Copy down all of the data underneath, exactly as shown.
+===+
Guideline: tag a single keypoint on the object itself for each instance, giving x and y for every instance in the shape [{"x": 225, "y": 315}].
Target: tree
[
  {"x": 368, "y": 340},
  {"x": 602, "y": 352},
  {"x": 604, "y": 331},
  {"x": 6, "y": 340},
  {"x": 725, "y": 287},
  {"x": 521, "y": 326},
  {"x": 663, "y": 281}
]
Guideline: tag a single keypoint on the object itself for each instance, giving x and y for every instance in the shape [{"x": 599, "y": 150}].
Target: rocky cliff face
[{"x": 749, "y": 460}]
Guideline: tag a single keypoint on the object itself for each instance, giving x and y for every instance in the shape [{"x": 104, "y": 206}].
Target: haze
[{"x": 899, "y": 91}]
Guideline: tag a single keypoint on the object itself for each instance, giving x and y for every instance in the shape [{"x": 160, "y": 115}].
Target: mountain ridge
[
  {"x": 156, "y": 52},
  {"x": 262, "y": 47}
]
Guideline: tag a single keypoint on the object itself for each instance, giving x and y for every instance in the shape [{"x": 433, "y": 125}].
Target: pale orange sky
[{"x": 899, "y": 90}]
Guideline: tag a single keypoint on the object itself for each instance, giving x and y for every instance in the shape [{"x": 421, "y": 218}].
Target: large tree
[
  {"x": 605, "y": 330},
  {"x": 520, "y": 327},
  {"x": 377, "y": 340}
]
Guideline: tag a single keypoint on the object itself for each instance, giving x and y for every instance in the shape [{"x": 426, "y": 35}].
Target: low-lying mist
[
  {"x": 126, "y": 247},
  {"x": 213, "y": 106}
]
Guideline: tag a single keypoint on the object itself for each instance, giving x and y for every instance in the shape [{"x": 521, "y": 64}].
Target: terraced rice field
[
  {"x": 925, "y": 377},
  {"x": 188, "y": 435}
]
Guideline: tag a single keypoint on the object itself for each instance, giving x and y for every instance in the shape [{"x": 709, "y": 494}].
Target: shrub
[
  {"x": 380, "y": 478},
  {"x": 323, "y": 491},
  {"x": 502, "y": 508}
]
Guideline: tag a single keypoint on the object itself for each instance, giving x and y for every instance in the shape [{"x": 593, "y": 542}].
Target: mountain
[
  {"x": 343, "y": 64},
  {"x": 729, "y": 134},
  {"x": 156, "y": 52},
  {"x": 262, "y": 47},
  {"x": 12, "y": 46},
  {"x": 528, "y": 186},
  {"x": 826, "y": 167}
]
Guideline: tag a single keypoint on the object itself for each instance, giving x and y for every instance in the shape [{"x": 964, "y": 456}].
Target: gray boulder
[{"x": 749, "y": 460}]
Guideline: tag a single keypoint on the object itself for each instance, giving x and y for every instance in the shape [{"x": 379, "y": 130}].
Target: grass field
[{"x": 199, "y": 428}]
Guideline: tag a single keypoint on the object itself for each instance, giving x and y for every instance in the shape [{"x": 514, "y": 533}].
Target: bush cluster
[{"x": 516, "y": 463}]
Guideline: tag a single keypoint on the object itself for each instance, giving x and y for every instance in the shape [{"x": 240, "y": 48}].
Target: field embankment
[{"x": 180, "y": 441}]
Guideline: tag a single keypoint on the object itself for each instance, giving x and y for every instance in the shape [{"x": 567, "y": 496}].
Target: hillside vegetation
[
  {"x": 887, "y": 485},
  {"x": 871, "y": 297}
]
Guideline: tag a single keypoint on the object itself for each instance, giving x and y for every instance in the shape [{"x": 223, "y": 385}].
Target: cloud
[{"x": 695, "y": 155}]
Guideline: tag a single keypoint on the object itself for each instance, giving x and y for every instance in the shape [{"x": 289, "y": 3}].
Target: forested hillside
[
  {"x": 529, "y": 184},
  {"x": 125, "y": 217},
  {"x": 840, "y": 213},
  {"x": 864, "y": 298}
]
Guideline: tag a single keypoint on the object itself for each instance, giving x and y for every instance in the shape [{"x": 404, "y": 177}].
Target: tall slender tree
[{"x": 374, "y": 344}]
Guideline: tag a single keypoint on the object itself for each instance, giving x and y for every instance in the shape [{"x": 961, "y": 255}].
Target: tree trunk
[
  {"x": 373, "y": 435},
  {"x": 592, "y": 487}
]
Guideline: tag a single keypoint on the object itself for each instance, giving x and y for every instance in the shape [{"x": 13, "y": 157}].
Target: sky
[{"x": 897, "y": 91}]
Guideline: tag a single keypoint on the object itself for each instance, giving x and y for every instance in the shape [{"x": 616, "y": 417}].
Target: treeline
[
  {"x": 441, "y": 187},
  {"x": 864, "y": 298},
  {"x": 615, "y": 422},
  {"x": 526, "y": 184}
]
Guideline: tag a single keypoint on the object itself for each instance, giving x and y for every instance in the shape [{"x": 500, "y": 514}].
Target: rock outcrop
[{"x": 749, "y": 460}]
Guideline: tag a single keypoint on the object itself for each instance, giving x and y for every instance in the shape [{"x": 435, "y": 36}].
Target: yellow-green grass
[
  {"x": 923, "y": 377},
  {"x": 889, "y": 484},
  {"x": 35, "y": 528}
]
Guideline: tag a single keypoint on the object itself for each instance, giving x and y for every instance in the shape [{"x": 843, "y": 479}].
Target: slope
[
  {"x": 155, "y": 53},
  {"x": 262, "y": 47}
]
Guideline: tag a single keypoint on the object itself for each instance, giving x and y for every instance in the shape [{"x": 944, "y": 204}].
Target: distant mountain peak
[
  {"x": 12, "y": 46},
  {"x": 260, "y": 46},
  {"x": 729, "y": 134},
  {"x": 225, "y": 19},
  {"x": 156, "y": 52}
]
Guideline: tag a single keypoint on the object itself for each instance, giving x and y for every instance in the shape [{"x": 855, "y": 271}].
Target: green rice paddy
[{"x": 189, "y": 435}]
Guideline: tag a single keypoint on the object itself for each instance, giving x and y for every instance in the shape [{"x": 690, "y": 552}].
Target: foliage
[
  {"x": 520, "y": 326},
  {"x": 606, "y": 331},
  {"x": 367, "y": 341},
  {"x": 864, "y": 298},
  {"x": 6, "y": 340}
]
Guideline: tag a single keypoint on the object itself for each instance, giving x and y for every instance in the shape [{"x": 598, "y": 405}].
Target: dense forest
+===+
Answer
Guideline: tag a single keypoint on the object itself for each instance, giving x and y for every instance in the shape [{"x": 225, "y": 315}].
Target: tree
[
  {"x": 368, "y": 340},
  {"x": 602, "y": 352},
  {"x": 604, "y": 331},
  {"x": 6, "y": 340},
  {"x": 725, "y": 287},
  {"x": 521, "y": 326},
  {"x": 663, "y": 281}
]
Guideline: tag a single keypoint on the object itself for each instance, giving x and y for every instance in the shape [{"x": 599, "y": 150}].
Target: rocky cliff face
[{"x": 749, "y": 460}]
Guideline: tag a single keypoint on the object itself for each instance, giving x and y for every instance in the shape [{"x": 104, "y": 206}].
Target: haze
[{"x": 899, "y": 91}]
Guideline: tag a single keypoint on the object itself for each instance, giving x and y for every instance in the shape [{"x": 160, "y": 115}].
Target: mountain ridge
[
  {"x": 156, "y": 52},
  {"x": 262, "y": 47}
]
Guideline: tag a single keypoint on the object itself for each instance, giving x and y for every instance in the shape [{"x": 433, "y": 125}].
Target: pale orange sky
[{"x": 899, "y": 90}]
Guideline: tag a single keypoint on the object itself for each instance, giving x and y for every instance in the shape [{"x": 421, "y": 218}].
Target: large tree
[
  {"x": 605, "y": 330},
  {"x": 520, "y": 327},
  {"x": 377, "y": 340}
]
Guideline: tag a single keypoint on the object itself for each instance, giving x and y for every instance in the shape [{"x": 426, "y": 35}].
Target: low-lying mist
[
  {"x": 126, "y": 247},
  {"x": 213, "y": 106}
]
Guideline: tag a single keypoint on the object itself for each instance, giving x and y for every instance in the shape [{"x": 521, "y": 64}].
Target: terraced rice field
[
  {"x": 925, "y": 377},
  {"x": 188, "y": 435}
]
Guideline: tag a single keypoint on the object itself for each instance, giving x and y for every instance in the shape [{"x": 709, "y": 494}].
Target: shrub
[
  {"x": 380, "y": 478},
  {"x": 323, "y": 491},
  {"x": 502, "y": 508}
]
Guideline: tag a single keypoint on the object itself for each instance, giving x and y for every instance in the shape [{"x": 593, "y": 542}].
Target: mountain
[
  {"x": 343, "y": 64},
  {"x": 729, "y": 134},
  {"x": 156, "y": 52},
  {"x": 262, "y": 47},
  {"x": 12, "y": 46},
  {"x": 528, "y": 186},
  {"x": 826, "y": 167}
]
Guideline: tag a single keypoint on the object itself for each instance, giving x and y for every instance in the shape [{"x": 964, "y": 456}].
Target: gray boulder
[{"x": 749, "y": 460}]
Guideline: tag a single keypoint on the object itself for each instance, giving x and y for every instance in the shape [{"x": 379, "y": 130}].
Target: grass field
[{"x": 199, "y": 428}]
Guideline: tag a single keypoint on the object itself for each instance, giving x and y for every instance in the shape [{"x": 514, "y": 533}].
Target: bush cluster
[{"x": 516, "y": 463}]
Guideline: tag a single keypoint on the object itself for each instance, giving x and y for every instance in the shape [{"x": 240, "y": 48}].
Target: field embankment
[{"x": 180, "y": 441}]
Guideline: tag a single keypoint on the object itself for each instance, giving x and y for every instance in the shape [{"x": 567, "y": 496}].
Target: hillside vegetation
[
  {"x": 887, "y": 485},
  {"x": 871, "y": 297}
]
Guideline: tag a single keypoint on the object itself for each instance, giving x and y for every instance in the shape [{"x": 223, "y": 385}].
Target: cloud
[{"x": 695, "y": 155}]
Guideline: tag a single keypoint on the object itself for each instance, giving x and y for every instance in the shape [{"x": 289, "y": 3}].
Target: forested hillside
[
  {"x": 529, "y": 184},
  {"x": 125, "y": 217},
  {"x": 840, "y": 213},
  {"x": 864, "y": 298}
]
Guideline: tag a single keypoint on the object itself for each instance, giving x and y for every instance in the shape [{"x": 404, "y": 177}].
Target: tall slender tree
[{"x": 374, "y": 344}]
Guideline: tag a single keypoint on the object itself for each instance, giving x and y for every instance in the shape [{"x": 961, "y": 255}].
Target: tree trunk
[
  {"x": 373, "y": 435},
  {"x": 592, "y": 487}
]
Guideline: tag a single keypoint on the object itself for each instance, giving x and y for every instance in the shape [{"x": 13, "y": 157}].
Target: sky
[{"x": 897, "y": 91}]
Guideline: tag a single keypoint on the object itself for each instance, giving x and y for every instance in the shape [{"x": 616, "y": 417}].
Target: treeline
[
  {"x": 441, "y": 187},
  {"x": 864, "y": 298},
  {"x": 615, "y": 422},
  {"x": 526, "y": 184}
]
Guideline: tag a single keypoint on the object itself for each instance, giving x and y for every instance in the shape [{"x": 500, "y": 514}].
Target: rock outcrop
[{"x": 749, "y": 460}]
Guideline: tag a single keypoint on the object itself for each instance, giving x and y for every instance in the shape [{"x": 435, "y": 36}].
Target: yellow-green grass
[
  {"x": 923, "y": 377},
  {"x": 889, "y": 484},
  {"x": 35, "y": 528}
]
Guideline: tag a single keypoint on the object itself for each instance, giving x and y for every instance in the shape [{"x": 843, "y": 479}].
Target: slope
[
  {"x": 155, "y": 53},
  {"x": 262, "y": 47}
]
Guideline: tag a single keypoint on the object itself for each instance, giving x and y for every instance in the shape [{"x": 944, "y": 204}].
Target: distant mountain peak
[
  {"x": 12, "y": 46},
  {"x": 260, "y": 46},
  {"x": 729, "y": 134},
  {"x": 225, "y": 19},
  {"x": 156, "y": 52}
]
Guideline: tag a single keypoint on the object itself for each instance, giving x and y for every instance in the shape [{"x": 855, "y": 271}].
Target: green rice paddy
[{"x": 189, "y": 435}]
Guideline: tag a single keypoint on the object itself for each instance, giving x and y for every instance in the shape [{"x": 690, "y": 552}].
Target: foliage
[
  {"x": 520, "y": 326},
  {"x": 606, "y": 331},
  {"x": 367, "y": 341},
  {"x": 864, "y": 298},
  {"x": 6, "y": 340}
]
Guideline: tag a single keypoint on the object itself for each instance, giving x and y for every instance in the shape [{"x": 598, "y": 405}].
Target: dense forest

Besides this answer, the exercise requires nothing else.